» Page extract
* * * *
Elizabeth: Ok. Now help me understand, how does it how does this actually work. So is this is it taking a video of someone while they’re observing an ad, for instance? And then it it analyzes the reactions of the face to the eyes?
Gabi: Yeah essentially, that’s how it’s done. In terms of how we typically work is, we work with large insights firms or market research firms, companies like Kantar Millward Brown. They have huge research processes in which they engage with their brand clients to understand how their advertising and go-to-market needs to take place. Now we’re part of their research methodologies, meaning that our technology is integrated into their overarching platforms. And typically how it would work is, they have paid panelists that are recruited to participate in these consumer insights studies. Part of these studies, there might be a survey component, but there’s also a component that says, OK we’d like you, online, to watch a piece of content, which could be TV programming or a video ad, and we ask you to opt in and consent to us recording and analyzing your face as you watch that content. And that’s where our technology comes in.
Gabi: It’s a cloud-based solution. All we need is to basically take, with permission, access of someone’s camera, and as they watch this content, sitting at home or wherever they happen to be, on their device, we record kind of unobtrusively in the background, their moment by moment reactions to that content. So frame by frame we analyze these responses. And interestingly enough, our research has shown that people quite quickly forget there’s a camera there. They just naturally react to whatever they are viewing. And it’s that’s kind of unbiased and unfiltered reaction that you want. Because with that insight, if you then accumulate that at scale, you can make really important decisions about your content and even your content placement or how you spend your advertising dollars.
* * * *
» Data excerpt
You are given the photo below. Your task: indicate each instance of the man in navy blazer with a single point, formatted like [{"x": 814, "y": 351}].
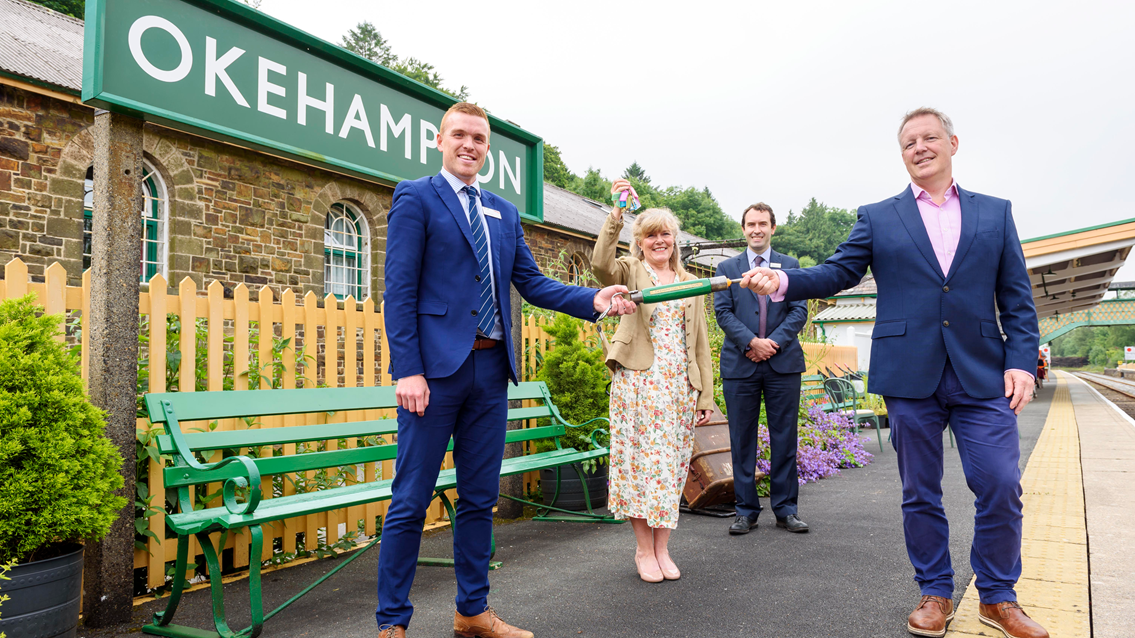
* * * *
» Problems to solve
[A] In one to three sentences, explain why the interview excerpt says an unbiased, unfiltered reaction is what you want.
[B] Please transcribe the stretch of the interview excerpt from "Gabi: It’s a" through "your advertising dollars.".
[C] Write the next part of the interview excerpt, picking up after its final sentence.
The data has no connection to the interview excerpt.

» Responses to the tasks
[A] With that insight gathered at scale, you can make important decisions about your content, its placement, or how you spend your advertising dollars.

[B]
Gabi: It’s a cloud-based solution. All we need is to basically take, with permission, access of someone’s camera, and as they watch this content, sitting at home or wherever they happen to be, on their device, we record kind of unobtrusively in the background, their moment by moment reactions to that content. So frame by frame we analyze these responses. And interestingly enough, our research has shown that people quite quickly forget there’s a camera there. They just naturally react to whatever they are viewing. And it’s that’s kind of unbiased and unfiltered reaction that you want. Because with that insight, if you then accumulate that at scale, you can make really important decisions about your content and even your content placement or how you spend your advertising dollars.

[C]
Gabi: So that essentially is the first markets where Affective got started. Today we are still very active in this market. Another market for going after really with full force right now is actually automotive. And in the past year, almost a year ago, we launched a new solution for that market called AffectivA Automotive AI. Basically this is our core technology packaged and tuned to the automotive industry, because the use cases there are very different. They’re twofold. On the one hand in automotive as we all know, road safety is a key issue. There’s just lots of fatalities and tragic accidents that take place on the roads every single day due to distracted driving and drowsy driving. Now, what if you could detect that a driver was distracted or getting drowsy and have the car intervene in a relevant and appropriate manner? That that’s one thing that these automotive manufacturers are all going after. And this is where our technology comes in, because again just using cameras that are in cars already today, we can quite simply and unobtrusively understand people’s emotional states and complex cognitive states, such as drowsiness and distraction, by analyzing their face. So that’s one use case in automotive. Basically driver monitoring to help improve road safety.
Elizabeth: You must have quite a lot of data that you need to use to train your systems in order to be able to read the faces of a large number of people. Can you talk about where your training data is coming from, and what kind of a boost you’ve gotten from the revolution in machine learning and deep learning over the last five, 10 years? Can tell us a little bit about your data processes?
Gabi: Yeah absolutely. So maybe I should start with machine learning and deep learning and why we actually use that. So when you think about human emotions and how these kind of evolve and manifest, human emotions are actually very complex, often extremely subtle and nuanced. And then when you think about complex cognitive states, which technically aren’t emotions, things such as you know drowsiness and distraction, those are also things that evolve over time. And it’s rarely prototypical. Rarely in the real world do you see that exaggerated smile or someone falling asleep right away. It’s temporal. And being able to model for those complexities, you cannot do that with a rules-based heuristic approach. You really need to use machine learning to be able to detect those type of complexities.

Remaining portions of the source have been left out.